• _PROVIDED PASSAGE_
* Start *

Tibs executables are packed polymorphically, i.e. the decryptor code differs among variants. However, the polymorphic engine is not contained within these executables, which means they do not have the ability to generate polymorphic variants on their own. This is where Tibs differs from the traditional notion of polymorphic malware, and its behaviour falls instead under what is commonly known as ‘server-based polymorphism’ – the server hosting the malware returns executables with polymorphic variations in the decryptor code when queried at different points in time.
Figure 2 is a diagrammatic representation of a typical Tibs-packed executable containing a ‘server-side’ polymorphic decryptor and the encrypted malcode. The underlying code may be a pure form of malware or encrypted either by a flavour of TEA [6], UPX etc. or by a combination of these.
Tibs-packed samples implement simple yet effective code transformations in their decryptors to hinder detection. Normally the decryptor code is fairly small and the code bytes of the decryptor are modified frequently, while the decryptor logic and underlying decrypted code (base variant) is changed less frequently – in regular polymorphic behaviour the decrypted code simply remains constant. It is the server-side nature of Tibs that allows the VXers to manipulate the underlying code as well.
The decryption steps of Tibs are outlined in Figure 3.
The obvious first step is to locate the beginning and end of the data that needs to be decrypted. Then the key(s) need to be identified – typically there are two. Thereafter the key is applied to the encrypted data, one dword at a time, and finally control is transferred to the decrypted code. Although the decryption steps of many decryptors are the same as those shown here, the evolutionary trends of the decryptor code and the decryption algorithm itself are interesting in the case of Tibs.
The evolutionary trends of the Tibs polymorphic decryptor can be identified by analysing the differences between the executables as they change on the server hosting them. The morphing techniques used in the decryptor can be classified according to the frequency with which they are applied (high, medium or low frequency).
Here, at least one of the keys changes frequently and the executable is recompiled. Since the key is changed, the bytes of the entire encrypted data change, and this makes up the majority of the body of the executable. The decryption algorithm and the decryptor code remain the same except for the key.
This change is introduced a couple of times every hour to produce a new file from the server hosting the malicious executables.
These changes are introduced once every couple of days and involve the application of various code-morphing and anti-emulation techniques. The decryption algorithm remains the same but the code changes.

* End *

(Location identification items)
* Start *

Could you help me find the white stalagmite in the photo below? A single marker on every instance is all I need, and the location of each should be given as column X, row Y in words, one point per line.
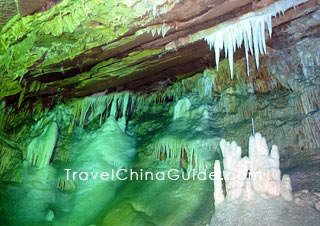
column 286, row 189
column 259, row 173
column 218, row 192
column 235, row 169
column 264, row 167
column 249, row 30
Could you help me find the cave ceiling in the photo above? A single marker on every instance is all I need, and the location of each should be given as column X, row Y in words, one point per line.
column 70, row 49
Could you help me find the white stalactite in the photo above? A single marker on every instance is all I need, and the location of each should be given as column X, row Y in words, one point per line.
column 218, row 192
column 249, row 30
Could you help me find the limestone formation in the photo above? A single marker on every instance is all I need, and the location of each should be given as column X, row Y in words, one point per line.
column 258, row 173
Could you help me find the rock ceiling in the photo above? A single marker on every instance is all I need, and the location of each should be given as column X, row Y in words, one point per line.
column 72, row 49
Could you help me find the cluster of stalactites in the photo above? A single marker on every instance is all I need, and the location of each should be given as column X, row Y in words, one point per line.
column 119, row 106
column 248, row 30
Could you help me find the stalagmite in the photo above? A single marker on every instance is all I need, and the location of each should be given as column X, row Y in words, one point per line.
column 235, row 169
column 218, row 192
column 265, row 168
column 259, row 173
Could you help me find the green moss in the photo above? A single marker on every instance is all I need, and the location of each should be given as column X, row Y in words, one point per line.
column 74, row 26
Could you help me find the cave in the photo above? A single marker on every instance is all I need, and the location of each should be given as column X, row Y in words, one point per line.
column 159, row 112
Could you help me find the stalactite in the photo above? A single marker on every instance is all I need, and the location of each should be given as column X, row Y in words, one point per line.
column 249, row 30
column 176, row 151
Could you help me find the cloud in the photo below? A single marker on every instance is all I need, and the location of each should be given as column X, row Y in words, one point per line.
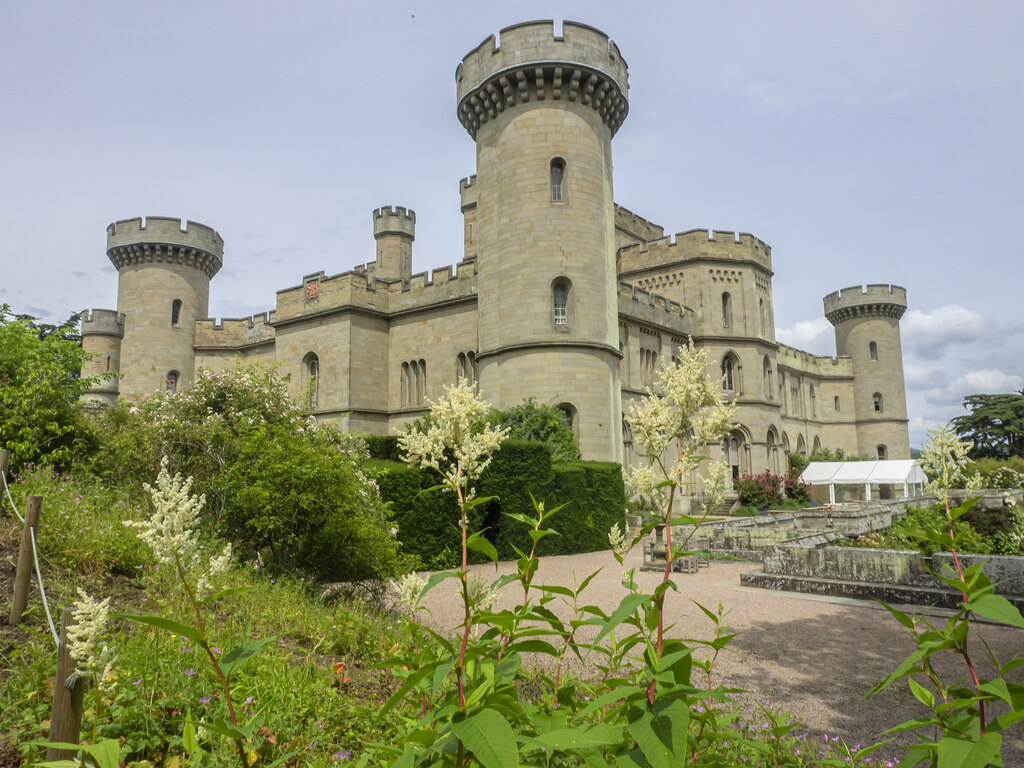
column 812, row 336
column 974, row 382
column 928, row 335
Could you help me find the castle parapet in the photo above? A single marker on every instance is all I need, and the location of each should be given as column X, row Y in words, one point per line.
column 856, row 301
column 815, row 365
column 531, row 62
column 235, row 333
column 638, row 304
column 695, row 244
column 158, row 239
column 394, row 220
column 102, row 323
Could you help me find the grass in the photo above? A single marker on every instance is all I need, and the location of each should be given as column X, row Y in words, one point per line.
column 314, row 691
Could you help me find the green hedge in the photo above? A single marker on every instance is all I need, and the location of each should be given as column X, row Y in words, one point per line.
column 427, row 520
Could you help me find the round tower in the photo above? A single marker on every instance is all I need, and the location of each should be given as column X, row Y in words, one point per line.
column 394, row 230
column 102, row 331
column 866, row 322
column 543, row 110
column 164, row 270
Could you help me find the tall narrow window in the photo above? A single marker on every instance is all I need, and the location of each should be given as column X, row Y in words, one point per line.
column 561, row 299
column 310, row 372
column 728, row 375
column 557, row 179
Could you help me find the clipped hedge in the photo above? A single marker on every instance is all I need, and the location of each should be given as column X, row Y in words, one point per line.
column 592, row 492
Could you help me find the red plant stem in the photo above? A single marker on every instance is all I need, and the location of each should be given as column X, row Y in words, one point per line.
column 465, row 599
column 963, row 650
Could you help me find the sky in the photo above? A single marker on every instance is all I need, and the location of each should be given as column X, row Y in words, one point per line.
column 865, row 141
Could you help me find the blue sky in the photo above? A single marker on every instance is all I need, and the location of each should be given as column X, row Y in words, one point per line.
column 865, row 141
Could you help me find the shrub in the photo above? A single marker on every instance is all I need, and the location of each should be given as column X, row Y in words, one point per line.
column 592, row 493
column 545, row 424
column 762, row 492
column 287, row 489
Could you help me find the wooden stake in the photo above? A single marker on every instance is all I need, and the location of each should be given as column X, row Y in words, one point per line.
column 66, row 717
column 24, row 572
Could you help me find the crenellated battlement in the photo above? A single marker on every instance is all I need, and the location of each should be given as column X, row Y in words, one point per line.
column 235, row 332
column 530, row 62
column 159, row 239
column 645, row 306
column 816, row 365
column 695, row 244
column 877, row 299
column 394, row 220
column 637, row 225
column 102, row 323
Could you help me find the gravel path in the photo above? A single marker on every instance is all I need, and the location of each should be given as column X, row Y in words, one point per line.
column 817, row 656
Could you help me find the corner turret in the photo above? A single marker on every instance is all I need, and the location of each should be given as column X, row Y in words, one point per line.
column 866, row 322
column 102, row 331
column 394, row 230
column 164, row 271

* End *

• _TASKS FOR THIS EXERCISE_
1. Answer each question from the Tibs passage.
(a) How many keys are typically identified during decryption?
(b) What do the changes introduced once every couple of days involve?
(c) By what methods may the underlying code be encrypted?
2. Rewrite the paragraph of the Tibs passage beginning "The obvious first step" as a short list of points.

• _REPLIES_
1.
(a) Typically two.
(b) The application of various code-morphing and anti-emulation techniques.
(c) A flavour of TEA, UPX etc., or a combination of these.

2.
- Locate the beginning and end of the data to be decrypted.
- Identify the keys, of which there are typically two.
- Apply the key to the encrypted data one dword at a time.
- Transfer control to the decrypted code.
- Many decryptors follow these same steps, but in Tibs the evolutionary trends of the decryptor code and the decryption algorithm are interesting.